TEXTO DE LECTURA:
----------------
Quizás por eso está tan irritable. Tal vez por
eso anda tropezando tanto, cometiendo errores, dando vueltas sobre sí mismo,
sin encontrar cómo salir del enredo. No puede, aunque quisiera, decir que el
tiempo es un invento capitalista.
No puede acusar al calendario de golpista. No
hay forma de combatir al fatal terrorismo de la edad.
Por eso tampoco tolera el debate entre lo nuevo
y lo viejo.
Desde que ese antagonismo apareció, se le
desordenó el ánimo y la retórica. Comenzó a tratar de aclarar el asunto en cada
intervención. Era algo rarísimo. Soltaba unas frases abstractas, casi en tono de
libro de autoayuda, sobre lo nuevo que no es nuevo sino viejo y sobre lo viejo
que no es viejo sino nuevo. Lo que parece sólo parece pero no es, pequeño
saltamontes. No te dejes engañar.
Al final, sólo quedaba un trabalenguas sobre la
tarima.
Ahora ha empezado a tratar, desesperadamente, de
satanizar al adversario asociándolo con Acción Democrática, con Tradición
Familia y Propiedad, con la cuarta república…
Sin embargo, al hablar así, envejece. Luce como
un político achacoso, empeñado todo el tiempo en poner sobre la mesa el ayer.
Se refiere a una prehistoria que la mayoría de los votantes no recuerda o no
conoce. No le interesa ni le preocupa. Chávez es pasado porque habla todo el
tiempo del pasado.
Haz la prueba: observa y escucha cualquier
alocución presidencial. En su afán de desarrollar su campaña usando los fondos
y los espacios públicos, disfrazando la propaganda de información
gubernamental, Chávez construye todavía más su antigüedad. Sus promesas
electorales son informes de cuenta. Sólo habla de lo que ha hecho, de toda la
plata que supuestamente ha gastado, se contrasta a cada rato con el pasado, con
lo que hicieron o no hicieron los gobiernos anteriores. Enumera un archivo de
acciones pasadas. Invoca viejos fantasmas que ya no asustan a nadie. Siempre
dice lo mismo. El motor de su discurso es la repetición. Ya no hay sorpresas.
No cuenta nada: sólo reitera.
Los venezolanos tenemos una sobredosis de sus
palabras. Nos conocemos sus chistes y sus anécdotas de memoria. Él, ahora,
podría incluso ahorrárselas, resumirlas con un solo término. Así, en su
intervención en cualquier acto, en vez de volver a relatarnos otra vez alguna
de sus interesantísimas aventuras o alguna de sus divertidísimas ocurrencias,
podría identificarlas con una palabra y ya todos sabríamos de qué se trata.
“Arañita 5?, por ejemplo, podría decir de pronto. Y ya todos sabríamos que se
refiere a la tarde en que estaba en Sabaneta, vendiendo dulces, y de repente se
le apareció su hermano Adán y etcétera. “Peluca 3?, también podría decir. Y
todos, de inmediato, soltaríamos la carcajada, recordando la tarde cuando se
fue disfrazado al bulevar de Catia y blablablá. Chávez todavía no ha entendido
que nadie que hable tanto puede ser una novedad.
----------------
DATOS DE ENTRADA:
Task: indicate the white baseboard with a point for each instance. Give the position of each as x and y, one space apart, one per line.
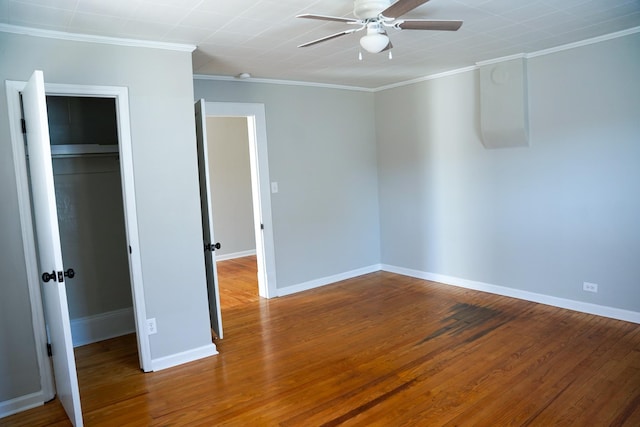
183 357
327 280
87 330
584 307
22 403
235 255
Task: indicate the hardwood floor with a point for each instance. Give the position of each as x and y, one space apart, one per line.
380 349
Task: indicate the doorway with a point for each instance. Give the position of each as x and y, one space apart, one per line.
232 207
254 115
65 370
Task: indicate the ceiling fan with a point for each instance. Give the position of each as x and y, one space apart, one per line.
375 16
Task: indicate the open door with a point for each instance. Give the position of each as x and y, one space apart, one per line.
207 221
49 252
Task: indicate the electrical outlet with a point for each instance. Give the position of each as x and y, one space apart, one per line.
151 326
----------------
EJERCICIOS PROPUESTOS:
A – Transcriba del texto de lectura el fragmento que comienza con “No cuenta nada: sólo” y prosigue hasta “ser una novedad.”.
B – Enumere, según el texto de lectura, todo aquello con lo que se asocia al adversario para satanizarlo.

RESPUESTAS ORDENADAS:
A –
No cuenta nada: sólo reitera.
Los venezolanos tenemos una sobredosis de sus
palabras. Nos conocemos sus chistes y sus anécdotas de memoria. Él, ahora,
podría incluso ahorrárselas, resumirlas con un solo término. Así, en su
intervención en cualquier acto, en vez de volver a relatarnos otra vez alguna
de sus interesantísimas aventuras o alguna de sus divertidísimas ocurrencias,
podría identificarlas con una palabra y ya todos sabríamos de qué se trata.
“Arañita 5?, por ejemplo, podría decir de pronto. Y ya todos sabríamos que se
refiere a la tarde en que estaba en Sabaneta, vendiendo dulces, y de repente se
le apareció su hermano Adán y etcétera. “Peluca 3?, también podría decir. Y
todos, de inmediato, soltaríamos la carcajada, recordando la tarde cuando se
fue disfrazado al bulevar de Catia y blablablá. Chávez todavía no ha entendido
que nadie que hable tanto puede ser una novedad.

B – Acción Democrática; Tradición Familia y Propiedad; la cuarta república.